__Passage for review__
........

Glenn Engstrand

The Apache Solr project is an open source technology that wraps the Lucene search engine up as a stand-alone web service. Lucene/Solr provides a lot of awesome functionality out of the box but, for those customers with special search needs, here are the three most common and effective ways to customize version 4 of Solr.

Both Lucene and Solr are written in Java. All of these customizations involve coding classes in Java, including the resulting JAR file in the appropriate folder on the server, and configuring your custom classes in the Solr configuration XML file. The classes for these types of customizations run in the JVM of Solr itself.

Other types of customizations, not covered here, can be written in any language and run outside of Solr itself. These customizations are usually connectors that populate and synchronize your Solr index with other datastores. There is a data import handler that comes with Solr but is not recommended for large data sets.

Solr exposes its functionality as web service calls conforming to the Java Servlet API and, as such, requires a servlet container to run in. Which folder to copy your JAR file to depends on which servlet container you use. Both resin and tomcat have configurable common library folder locations. You will need to repackage the Solr WAR file with your custom classes if you are using Jetty.

........

__Material supplied__
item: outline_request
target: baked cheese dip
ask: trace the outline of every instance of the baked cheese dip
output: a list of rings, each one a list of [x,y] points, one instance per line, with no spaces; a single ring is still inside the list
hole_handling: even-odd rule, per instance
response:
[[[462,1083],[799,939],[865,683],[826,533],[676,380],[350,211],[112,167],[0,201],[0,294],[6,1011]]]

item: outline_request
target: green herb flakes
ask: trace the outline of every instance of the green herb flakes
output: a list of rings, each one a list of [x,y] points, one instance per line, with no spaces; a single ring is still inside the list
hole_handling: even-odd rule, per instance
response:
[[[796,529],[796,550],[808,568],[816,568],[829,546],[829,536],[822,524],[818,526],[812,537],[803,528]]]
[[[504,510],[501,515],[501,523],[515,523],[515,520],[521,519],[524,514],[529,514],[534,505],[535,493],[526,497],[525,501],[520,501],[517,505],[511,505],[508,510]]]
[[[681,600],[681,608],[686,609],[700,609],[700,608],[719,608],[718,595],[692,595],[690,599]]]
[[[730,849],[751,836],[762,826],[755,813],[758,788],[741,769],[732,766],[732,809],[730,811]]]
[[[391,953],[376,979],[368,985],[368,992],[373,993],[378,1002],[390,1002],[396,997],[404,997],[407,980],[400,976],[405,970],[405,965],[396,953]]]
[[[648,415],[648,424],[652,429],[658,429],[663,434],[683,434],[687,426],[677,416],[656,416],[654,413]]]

........

__Work order 1__
Reproduce the Solr customization text word for word, everything from "Both Lucene and" down to "JVM of Solr itself.".
__Work order 2__
Pick up the text on customizing Solr where it stops and keep writing.

__Answer 1__
Both Lucene and Solr are written in Java. All of these customizations involve coding classes in Java, including the resulting JAR file in the appropriate folder on the server, and configuring your custom classes in the Solr configuration XML file. The classes for these types of customizations run in the JVM of Solr itself.

__Answer 2__
Custom Functions

In all likelihood, Solr can already handle just about any possible query that you would need to run. If you have an elaborate, complex, or dynamic scoring algorithm or if you need real-time filtering by some data outside the index, then you may need to add your own custom function to Solr.

There are three classes that you will need to subclass in order to implement your own custom function; the ValueSourceParser, the ValueSource, and the FunctionValues classes.

The ValueSourceParser is a factory that parses user queries to generate ValueSource instances. You will need to override the parse method and you most probably should implement the init method too. You will need to collect and hold on to the value sources from the schema fields from the index schema from the function Q parser at parse time for use later on in the FunctionValue subclass.

Your subclass of ValueSource is responsible for instantiating function values for a particular query. You will need to implement getValues, equals, hashcode, and description. That first method returns the payload that you care the most about and contains mostly glue code. The next two methods are important because they work with Solr's query results cache, the last method isn't very important and is used mostly for debug logging purposes.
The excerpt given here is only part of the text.